━━━ RECORDED DATA

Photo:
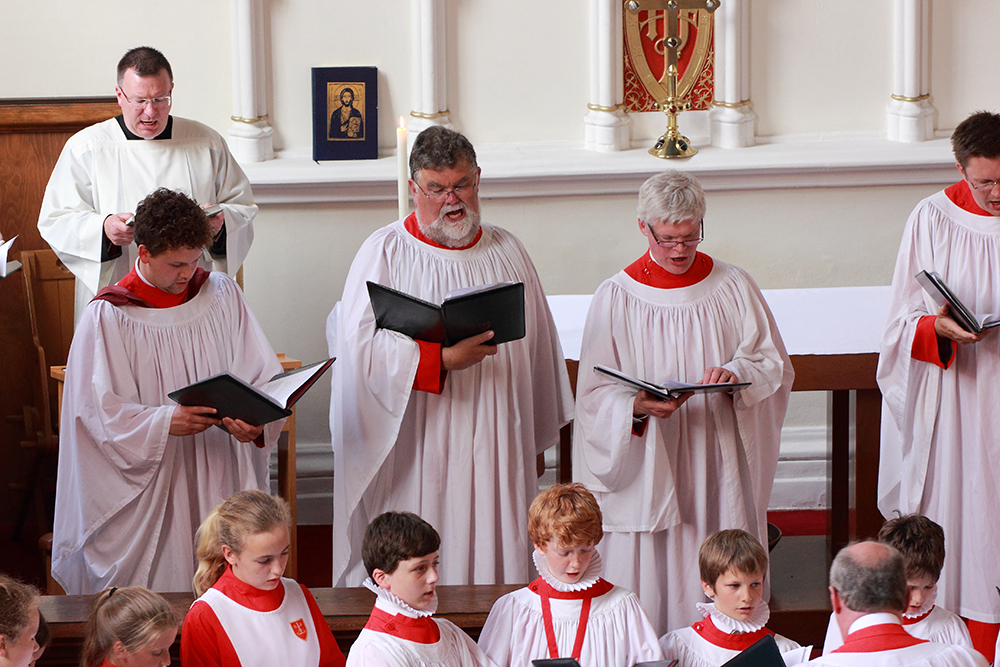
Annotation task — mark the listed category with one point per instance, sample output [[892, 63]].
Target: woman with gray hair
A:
[[666, 481]]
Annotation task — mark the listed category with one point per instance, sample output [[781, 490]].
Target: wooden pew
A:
[[346, 611]]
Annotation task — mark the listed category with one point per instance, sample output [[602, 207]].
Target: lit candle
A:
[[404, 204]]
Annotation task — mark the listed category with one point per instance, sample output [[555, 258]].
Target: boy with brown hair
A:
[[732, 564], [921, 542], [568, 611], [400, 553]]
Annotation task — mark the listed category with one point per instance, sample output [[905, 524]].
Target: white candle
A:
[[404, 204]]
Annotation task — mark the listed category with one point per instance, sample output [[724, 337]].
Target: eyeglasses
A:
[[441, 194], [141, 103], [983, 185], [673, 243]]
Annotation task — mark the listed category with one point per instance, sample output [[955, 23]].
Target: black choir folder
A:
[[762, 653], [233, 397], [934, 284], [669, 390], [465, 312]]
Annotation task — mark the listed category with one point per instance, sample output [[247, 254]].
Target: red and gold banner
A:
[[645, 58]]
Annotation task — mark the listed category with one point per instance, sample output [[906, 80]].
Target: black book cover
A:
[[500, 308], [762, 653], [234, 398]]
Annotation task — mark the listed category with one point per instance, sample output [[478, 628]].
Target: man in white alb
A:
[[106, 169], [868, 594], [138, 473], [448, 433], [939, 381], [670, 473]]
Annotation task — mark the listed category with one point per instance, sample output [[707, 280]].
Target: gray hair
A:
[[872, 581], [671, 197], [437, 147]]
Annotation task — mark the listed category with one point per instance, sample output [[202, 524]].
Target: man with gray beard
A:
[[449, 433]]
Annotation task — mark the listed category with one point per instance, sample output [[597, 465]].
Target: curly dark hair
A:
[[437, 147], [145, 60], [920, 540], [977, 136], [168, 220], [393, 537], [870, 581]]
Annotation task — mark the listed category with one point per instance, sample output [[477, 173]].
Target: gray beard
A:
[[449, 234]]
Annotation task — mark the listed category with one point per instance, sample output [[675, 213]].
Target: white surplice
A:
[[463, 460], [707, 649], [617, 631], [129, 496], [101, 172], [944, 464], [711, 464]]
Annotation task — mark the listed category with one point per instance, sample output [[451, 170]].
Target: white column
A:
[[732, 118], [909, 114], [430, 91], [606, 125], [250, 137]]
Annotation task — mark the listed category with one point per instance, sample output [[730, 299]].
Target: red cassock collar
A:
[[419, 630], [960, 195], [707, 630], [883, 637], [414, 228], [646, 271], [133, 291], [541, 588]]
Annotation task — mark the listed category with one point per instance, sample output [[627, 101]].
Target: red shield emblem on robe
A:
[[299, 628]]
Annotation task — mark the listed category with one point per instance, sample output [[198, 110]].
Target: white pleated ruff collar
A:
[[733, 626], [589, 578], [393, 605]]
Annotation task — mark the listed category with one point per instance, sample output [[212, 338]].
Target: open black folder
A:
[[670, 390], [233, 397], [934, 284], [464, 313], [762, 653]]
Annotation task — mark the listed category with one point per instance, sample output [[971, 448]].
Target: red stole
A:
[[413, 227], [419, 630], [648, 272], [734, 642], [546, 592], [133, 291], [960, 195], [883, 637]]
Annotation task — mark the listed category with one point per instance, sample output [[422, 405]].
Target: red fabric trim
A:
[[430, 376], [884, 637], [960, 195], [205, 644], [928, 347], [917, 619], [600, 587], [984, 637], [648, 272], [707, 630], [413, 227], [419, 630], [132, 290], [541, 588]]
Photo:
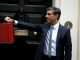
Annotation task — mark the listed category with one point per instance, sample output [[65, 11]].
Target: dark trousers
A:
[[45, 57]]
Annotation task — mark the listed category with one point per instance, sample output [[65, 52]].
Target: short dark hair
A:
[[56, 11]]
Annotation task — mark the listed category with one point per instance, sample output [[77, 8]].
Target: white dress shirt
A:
[[54, 37]]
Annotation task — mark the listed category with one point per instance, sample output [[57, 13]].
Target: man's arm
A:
[[68, 45], [24, 25]]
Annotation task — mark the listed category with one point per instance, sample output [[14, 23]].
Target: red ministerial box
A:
[[6, 33]]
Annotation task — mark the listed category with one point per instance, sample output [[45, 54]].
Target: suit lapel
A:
[[58, 34]]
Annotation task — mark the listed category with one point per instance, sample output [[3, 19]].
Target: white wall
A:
[[69, 10]]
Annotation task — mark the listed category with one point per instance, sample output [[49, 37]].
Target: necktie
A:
[[50, 40]]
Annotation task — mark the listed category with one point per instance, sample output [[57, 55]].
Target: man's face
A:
[[51, 18]]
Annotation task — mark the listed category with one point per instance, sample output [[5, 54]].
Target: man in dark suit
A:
[[55, 41]]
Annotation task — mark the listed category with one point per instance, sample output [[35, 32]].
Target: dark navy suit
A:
[[63, 42]]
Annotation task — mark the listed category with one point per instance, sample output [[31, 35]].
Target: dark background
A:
[[31, 11]]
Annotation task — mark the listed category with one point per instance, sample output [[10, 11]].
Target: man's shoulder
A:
[[64, 27]]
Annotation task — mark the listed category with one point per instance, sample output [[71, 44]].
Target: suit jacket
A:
[[63, 42]]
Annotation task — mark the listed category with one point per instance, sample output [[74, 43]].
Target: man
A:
[[55, 41]]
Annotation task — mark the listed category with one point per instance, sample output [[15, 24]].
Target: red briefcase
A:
[[6, 33]]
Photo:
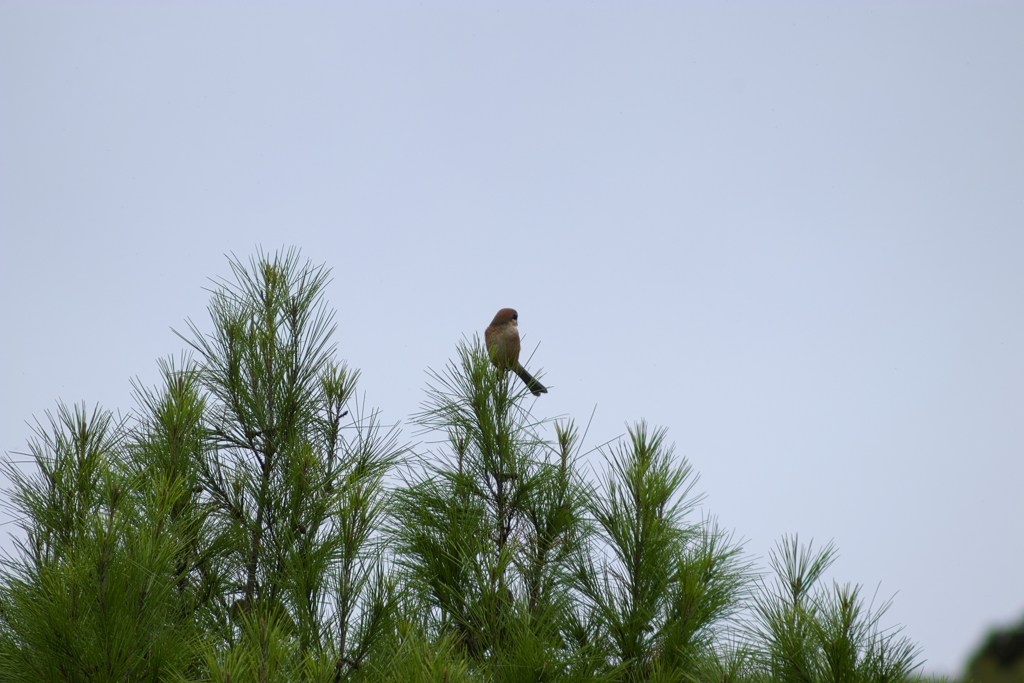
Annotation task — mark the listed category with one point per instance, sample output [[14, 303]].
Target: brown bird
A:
[[502, 337]]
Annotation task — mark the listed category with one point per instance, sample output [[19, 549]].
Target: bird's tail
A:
[[535, 387]]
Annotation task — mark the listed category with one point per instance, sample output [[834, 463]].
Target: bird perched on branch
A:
[[502, 337]]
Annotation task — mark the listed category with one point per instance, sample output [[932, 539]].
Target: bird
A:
[[502, 337]]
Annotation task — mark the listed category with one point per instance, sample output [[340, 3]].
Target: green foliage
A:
[[808, 634], [93, 594], [247, 524]]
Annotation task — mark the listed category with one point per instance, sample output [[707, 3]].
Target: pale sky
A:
[[793, 233]]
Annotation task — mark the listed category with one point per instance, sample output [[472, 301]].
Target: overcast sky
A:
[[793, 233]]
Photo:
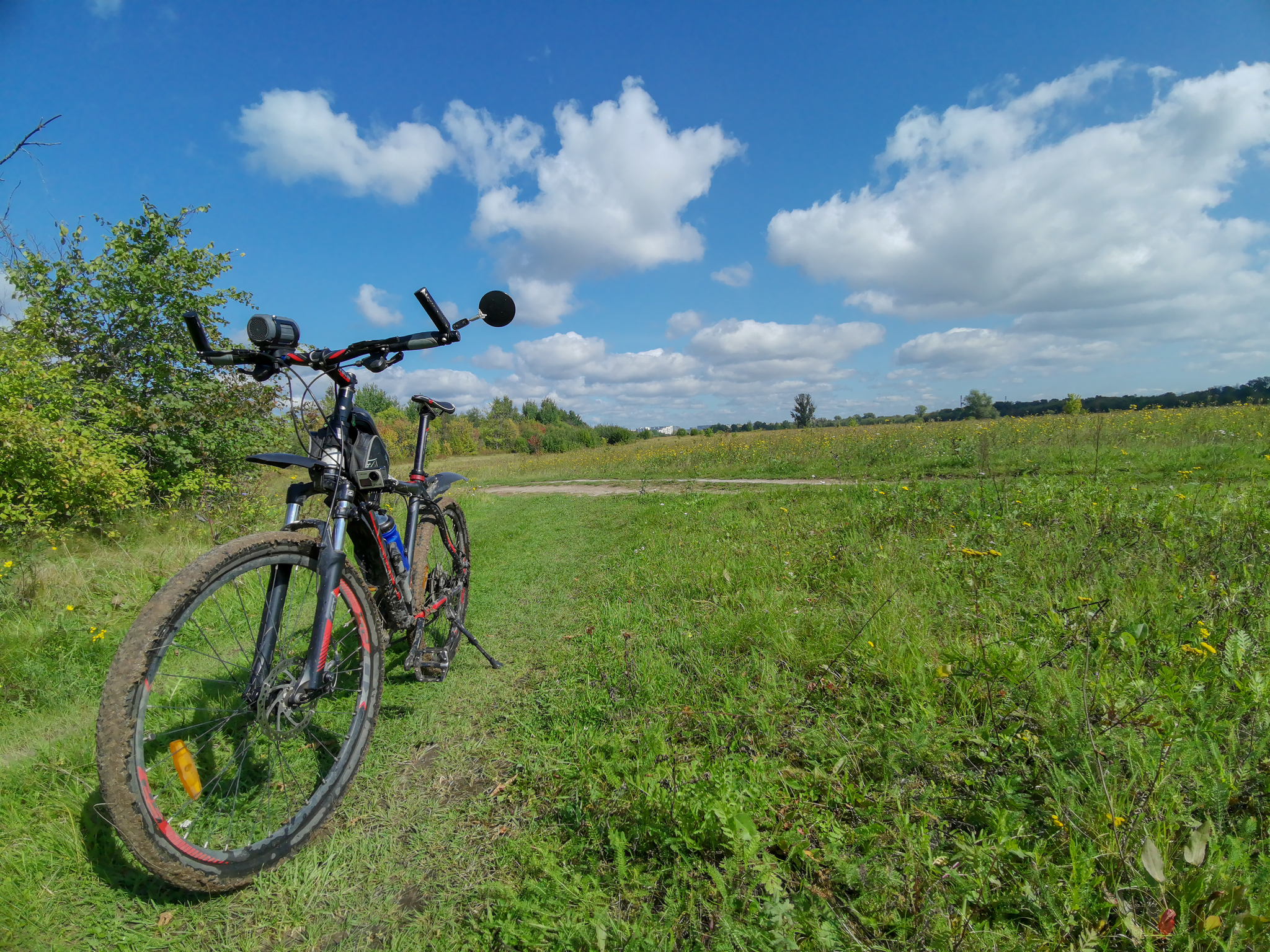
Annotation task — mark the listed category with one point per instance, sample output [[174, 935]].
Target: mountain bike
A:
[[241, 705]]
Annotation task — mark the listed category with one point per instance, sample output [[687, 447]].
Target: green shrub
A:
[[63, 460], [138, 394]]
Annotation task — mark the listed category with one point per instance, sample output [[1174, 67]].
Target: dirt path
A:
[[615, 488]]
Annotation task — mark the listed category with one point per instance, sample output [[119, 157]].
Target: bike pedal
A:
[[432, 664]]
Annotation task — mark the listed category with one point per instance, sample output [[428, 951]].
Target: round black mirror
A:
[[498, 307]]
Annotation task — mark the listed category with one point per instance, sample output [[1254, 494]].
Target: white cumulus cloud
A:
[[610, 200], [298, 136], [540, 304], [1014, 209], [738, 276], [488, 150], [371, 302], [682, 323]]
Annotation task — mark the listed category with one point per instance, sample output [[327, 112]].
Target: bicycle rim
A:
[[260, 774]]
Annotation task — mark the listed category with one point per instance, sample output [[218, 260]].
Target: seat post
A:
[[417, 475], [420, 446]]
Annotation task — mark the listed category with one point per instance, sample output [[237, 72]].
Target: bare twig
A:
[[29, 141], [861, 628]]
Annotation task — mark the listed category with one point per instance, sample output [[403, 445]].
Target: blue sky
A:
[[701, 208]]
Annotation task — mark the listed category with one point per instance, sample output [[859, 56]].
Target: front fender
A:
[[438, 483]]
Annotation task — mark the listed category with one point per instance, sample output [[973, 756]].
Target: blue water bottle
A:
[[388, 530]]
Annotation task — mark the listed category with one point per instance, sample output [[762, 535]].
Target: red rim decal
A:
[[356, 609], [166, 828]]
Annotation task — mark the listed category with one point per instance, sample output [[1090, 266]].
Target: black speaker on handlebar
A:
[[270, 330], [498, 307]]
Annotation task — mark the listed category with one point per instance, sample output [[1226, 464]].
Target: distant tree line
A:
[[980, 405], [499, 427]]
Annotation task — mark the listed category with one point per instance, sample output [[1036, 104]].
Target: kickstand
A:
[[477, 645]]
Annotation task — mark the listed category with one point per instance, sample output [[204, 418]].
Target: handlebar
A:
[[271, 359], [438, 318]]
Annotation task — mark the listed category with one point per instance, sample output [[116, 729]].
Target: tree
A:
[[502, 409], [804, 410], [24, 146], [1072, 404], [375, 400], [980, 405], [116, 320]]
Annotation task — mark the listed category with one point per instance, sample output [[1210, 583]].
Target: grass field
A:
[[1021, 708]]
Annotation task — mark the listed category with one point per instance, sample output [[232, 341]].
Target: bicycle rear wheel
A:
[[207, 786]]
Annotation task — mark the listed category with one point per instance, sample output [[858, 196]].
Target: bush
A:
[[1073, 404], [614, 434], [110, 330], [63, 461], [980, 405], [562, 438]]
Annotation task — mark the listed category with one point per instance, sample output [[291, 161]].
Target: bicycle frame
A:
[[351, 516]]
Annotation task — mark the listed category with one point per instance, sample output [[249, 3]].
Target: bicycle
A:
[[242, 702]]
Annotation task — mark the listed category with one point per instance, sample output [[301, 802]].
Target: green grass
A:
[[895, 714], [1226, 441]]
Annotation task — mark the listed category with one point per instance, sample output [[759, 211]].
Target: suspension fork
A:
[[275, 602], [331, 558]]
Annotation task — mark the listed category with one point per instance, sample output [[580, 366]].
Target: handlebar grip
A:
[[196, 333], [418, 342], [440, 319]]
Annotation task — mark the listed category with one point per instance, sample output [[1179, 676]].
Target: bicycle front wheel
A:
[[210, 782]]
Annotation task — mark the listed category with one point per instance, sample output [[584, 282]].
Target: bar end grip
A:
[[433, 311]]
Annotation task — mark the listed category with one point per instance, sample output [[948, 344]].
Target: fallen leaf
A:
[[1198, 847], [1151, 860]]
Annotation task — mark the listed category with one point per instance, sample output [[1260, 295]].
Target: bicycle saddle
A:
[[433, 407]]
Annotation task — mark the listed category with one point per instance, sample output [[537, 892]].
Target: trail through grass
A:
[[898, 714]]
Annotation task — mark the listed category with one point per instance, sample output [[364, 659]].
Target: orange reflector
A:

━━━━━━

--- WHAT THE EXERCISE ASKS ---
In the entries above, the lines from the one bearing "output [[35, 32]]." up to and including the one bearing "output [[71, 44]]." should be transcribed exactly; no other line is wanted.

--- ANSWER BOX ---
Annotation task — mark the listed category with one point per instance, sample output [[35, 32]].
Target: dark navy suit
A:
[[63, 42]]
Annotation task — mark the listed category with one point per instance, sample output [[31, 35]].
Target: dark background
A:
[[31, 11]]
Annotation task — mark the listed category with one point per instance, sample output [[10, 11]].
Target: man's shoulder
A:
[[64, 27]]
Annotation task — mark the listed category with one point per instance, sample output [[71, 44]].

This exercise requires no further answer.